---- Provided information

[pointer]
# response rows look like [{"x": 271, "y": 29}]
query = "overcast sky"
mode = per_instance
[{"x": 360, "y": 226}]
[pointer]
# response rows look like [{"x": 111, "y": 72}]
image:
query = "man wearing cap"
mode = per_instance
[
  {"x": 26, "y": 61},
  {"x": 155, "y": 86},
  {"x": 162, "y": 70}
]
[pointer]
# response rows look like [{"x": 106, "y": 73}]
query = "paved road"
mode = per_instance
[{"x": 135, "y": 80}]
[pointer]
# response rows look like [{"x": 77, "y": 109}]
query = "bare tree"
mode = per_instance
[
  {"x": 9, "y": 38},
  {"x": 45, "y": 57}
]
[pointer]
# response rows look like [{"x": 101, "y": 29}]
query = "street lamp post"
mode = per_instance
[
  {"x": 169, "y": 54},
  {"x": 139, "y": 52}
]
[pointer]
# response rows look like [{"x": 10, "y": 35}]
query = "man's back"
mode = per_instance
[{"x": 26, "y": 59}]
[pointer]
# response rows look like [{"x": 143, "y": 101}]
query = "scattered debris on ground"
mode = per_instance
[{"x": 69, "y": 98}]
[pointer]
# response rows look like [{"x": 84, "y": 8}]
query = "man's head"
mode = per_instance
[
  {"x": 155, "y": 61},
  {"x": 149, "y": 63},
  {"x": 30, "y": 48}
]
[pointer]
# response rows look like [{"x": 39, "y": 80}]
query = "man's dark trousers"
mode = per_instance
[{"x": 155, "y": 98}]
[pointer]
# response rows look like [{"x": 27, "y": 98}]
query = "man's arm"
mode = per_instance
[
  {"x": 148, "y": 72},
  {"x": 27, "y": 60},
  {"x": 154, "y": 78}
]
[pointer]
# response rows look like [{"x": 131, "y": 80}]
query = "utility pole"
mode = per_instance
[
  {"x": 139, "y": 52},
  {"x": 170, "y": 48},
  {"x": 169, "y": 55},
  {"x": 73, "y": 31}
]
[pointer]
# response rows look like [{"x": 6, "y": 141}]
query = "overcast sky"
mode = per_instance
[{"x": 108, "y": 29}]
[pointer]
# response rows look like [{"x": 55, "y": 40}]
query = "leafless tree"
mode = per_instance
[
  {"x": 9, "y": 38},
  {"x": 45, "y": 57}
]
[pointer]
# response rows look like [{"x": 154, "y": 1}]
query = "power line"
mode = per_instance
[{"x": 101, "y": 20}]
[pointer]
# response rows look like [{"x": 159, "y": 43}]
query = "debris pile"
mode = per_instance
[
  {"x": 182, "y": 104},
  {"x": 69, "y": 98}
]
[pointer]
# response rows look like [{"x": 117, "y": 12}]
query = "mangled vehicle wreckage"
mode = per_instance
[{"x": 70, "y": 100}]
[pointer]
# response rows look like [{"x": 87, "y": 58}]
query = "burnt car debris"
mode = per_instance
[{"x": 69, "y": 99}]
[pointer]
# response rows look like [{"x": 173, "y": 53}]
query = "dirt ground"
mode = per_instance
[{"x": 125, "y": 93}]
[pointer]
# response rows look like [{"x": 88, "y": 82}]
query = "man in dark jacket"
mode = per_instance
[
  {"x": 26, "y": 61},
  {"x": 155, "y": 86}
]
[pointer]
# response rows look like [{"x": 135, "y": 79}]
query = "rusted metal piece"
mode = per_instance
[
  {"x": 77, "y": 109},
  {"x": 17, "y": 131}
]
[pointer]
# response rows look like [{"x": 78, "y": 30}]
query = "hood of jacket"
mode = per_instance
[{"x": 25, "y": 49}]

--------

> _Task description_
Filter the entries above and copy only the lines that hold "dark".

> _Response for this exercise_
query = "man's dark trousers"
query = "man in dark jacket"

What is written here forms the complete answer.